◆ Passage ◆
Treating skin cancer and skin conditions could soon be as simple as slathering on moisturiser. In a ground-breaking study published online yesterday in the Proceedings of the National Academy of Sciences, researchers at Northwestern University in Illinois show the use of commercial moisturisers to deliver gene regulation technology.

Topical delivery of such technology to cells deep in the skin is extremely difficult because of the skin's formidable defences. But the researchers have found a way to take advantage of drugs consisting of nucleic acids - spherical structures each about 1,000 times smaller than the diameter of a human hair. These acids are able to bind to natural proteins that allow them to traverse the skin and enter cells.

Applied directly to the skin, the drug penetrates all of the its layers and can selectively target disease-causing genes while sparing normal genes. Once in cells, the drug simply flips the switch of the troublesome genes to 'off'.

'This allows us to treat a skin problem where it is manifesting - on the skin,' says co-senior author Dr Amy Paller, chief of dermatology at Northwestern's Feinberg School of Medicine and director of Northwestern's Skin Disease Research Centre. 'We can target our therapy to the drivers of disease, at a level so minute it can distinguish mutant genes from normal genes.'

Early targets of the treatment are melanoma and squamous cell carcinoma (two of the most common types of skin cancer), the common inflammatory skin disorder psoriasis, diabetic wound healing, and epidermolytic ichthyosis, a rare genetic skin disorder that has no effective treatment. Other targets could even include the wrinkles that come with ageing skin.

◆ Task instructions ◆
[1] Answer these about the article on treating skin with moisturizer:
(a) In which journal was the study published?
(b) Once inside cells, what does the drug do to the troublesome genes?
(c) Which rare genetic skin disorder with no effective treatment is named as an early target?
[2] Carry on the article about treating skin with moisturizer, starting after its final sentence.

◆ Information given ◆
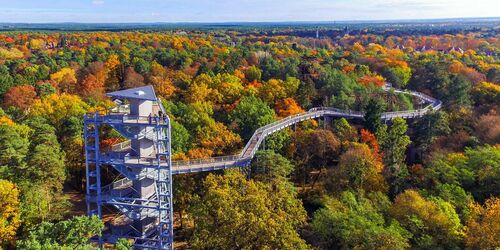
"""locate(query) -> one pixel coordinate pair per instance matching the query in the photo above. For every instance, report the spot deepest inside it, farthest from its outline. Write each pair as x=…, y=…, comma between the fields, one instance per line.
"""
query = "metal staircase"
x=144, y=196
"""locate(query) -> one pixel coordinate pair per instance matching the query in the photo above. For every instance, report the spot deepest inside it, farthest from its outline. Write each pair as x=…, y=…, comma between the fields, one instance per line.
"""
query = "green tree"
x=235, y=213
x=373, y=113
x=433, y=223
x=354, y=221
x=344, y=131
x=69, y=234
x=268, y=166
x=459, y=91
x=429, y=127
x=394, y=143
x=250, y=114
x=9, y=212
x=398, y=76
x=358, y=168
x=253, y=74
x=13, y=150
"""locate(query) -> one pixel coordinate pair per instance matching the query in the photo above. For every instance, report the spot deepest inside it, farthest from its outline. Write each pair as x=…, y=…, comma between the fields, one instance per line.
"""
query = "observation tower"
x=143, y=198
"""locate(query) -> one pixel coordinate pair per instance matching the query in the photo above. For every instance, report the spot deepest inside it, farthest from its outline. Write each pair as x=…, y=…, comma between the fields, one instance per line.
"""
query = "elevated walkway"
x=246, y=155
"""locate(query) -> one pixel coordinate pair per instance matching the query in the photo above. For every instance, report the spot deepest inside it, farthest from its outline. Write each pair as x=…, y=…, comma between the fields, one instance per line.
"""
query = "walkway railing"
x=261, y=133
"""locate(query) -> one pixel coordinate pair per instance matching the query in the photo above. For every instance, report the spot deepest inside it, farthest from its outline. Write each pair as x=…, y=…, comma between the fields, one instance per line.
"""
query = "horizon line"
x=491, y=19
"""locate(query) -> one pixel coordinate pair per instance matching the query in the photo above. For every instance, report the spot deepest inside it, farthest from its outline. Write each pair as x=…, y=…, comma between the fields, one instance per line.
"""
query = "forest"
x=426, y=183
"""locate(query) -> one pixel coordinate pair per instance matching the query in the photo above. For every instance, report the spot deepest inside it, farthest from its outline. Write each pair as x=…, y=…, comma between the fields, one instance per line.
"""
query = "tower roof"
x=141, y=93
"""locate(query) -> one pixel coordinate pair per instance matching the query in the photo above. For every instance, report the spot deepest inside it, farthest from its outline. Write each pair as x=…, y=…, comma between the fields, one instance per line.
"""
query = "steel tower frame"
x=122, y=193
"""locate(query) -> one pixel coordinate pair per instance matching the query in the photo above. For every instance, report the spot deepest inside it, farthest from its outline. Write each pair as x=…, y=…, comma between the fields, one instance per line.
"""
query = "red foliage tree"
x=20, y=96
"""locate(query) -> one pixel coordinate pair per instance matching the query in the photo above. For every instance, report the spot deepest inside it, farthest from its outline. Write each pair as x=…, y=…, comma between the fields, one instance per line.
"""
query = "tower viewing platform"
x=143, y=197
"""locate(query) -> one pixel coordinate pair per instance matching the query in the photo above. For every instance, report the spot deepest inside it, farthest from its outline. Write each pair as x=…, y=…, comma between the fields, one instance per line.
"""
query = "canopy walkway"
x=248, y=152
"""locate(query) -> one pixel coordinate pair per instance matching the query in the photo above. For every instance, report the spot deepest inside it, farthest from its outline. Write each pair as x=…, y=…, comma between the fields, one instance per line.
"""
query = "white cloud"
x=98, y=2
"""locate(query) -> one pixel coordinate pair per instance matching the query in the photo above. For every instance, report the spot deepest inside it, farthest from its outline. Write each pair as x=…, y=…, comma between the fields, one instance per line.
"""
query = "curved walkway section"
x=246, y=155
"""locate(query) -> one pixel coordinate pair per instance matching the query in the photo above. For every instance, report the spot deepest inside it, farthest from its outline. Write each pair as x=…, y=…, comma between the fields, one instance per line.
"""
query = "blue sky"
x=41, y=11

◆ Your written answers ◆
[1]
(a) The Proceedings of the National Academy of Sciences
(b) It flips their switch to "off."
(c) Epidermolytic ichthyosis

[2]
Professor Chad Mirkin, co-senior author of the paper and director of Northwestern's International Institute for Nanotechnology, first developed the nanostructure platform used in this study in 1996.

The technology is now the basis of powerful commercialised medical diagnostic tools, but this is the first sign that the nanostructures naturally enter the skin. In the study, the nanostructures were combined with a commercial moisturiser and then applied to the skin of mice and humans.

They were designed to target the epidermal growth factor receptor (EGFR), a biomarker associated with a number of cancers.

In both cases, the drug penetrated the skin very deeply, with cells taking up 100 per cent of the nanostructures. They selectively knocked down the EGFR gene, decreasing the production of the problem proteins.

After a month of continued application, there was no evidence of side effects, inappropriate triggering of the immune system or accumulation of the particles in organs.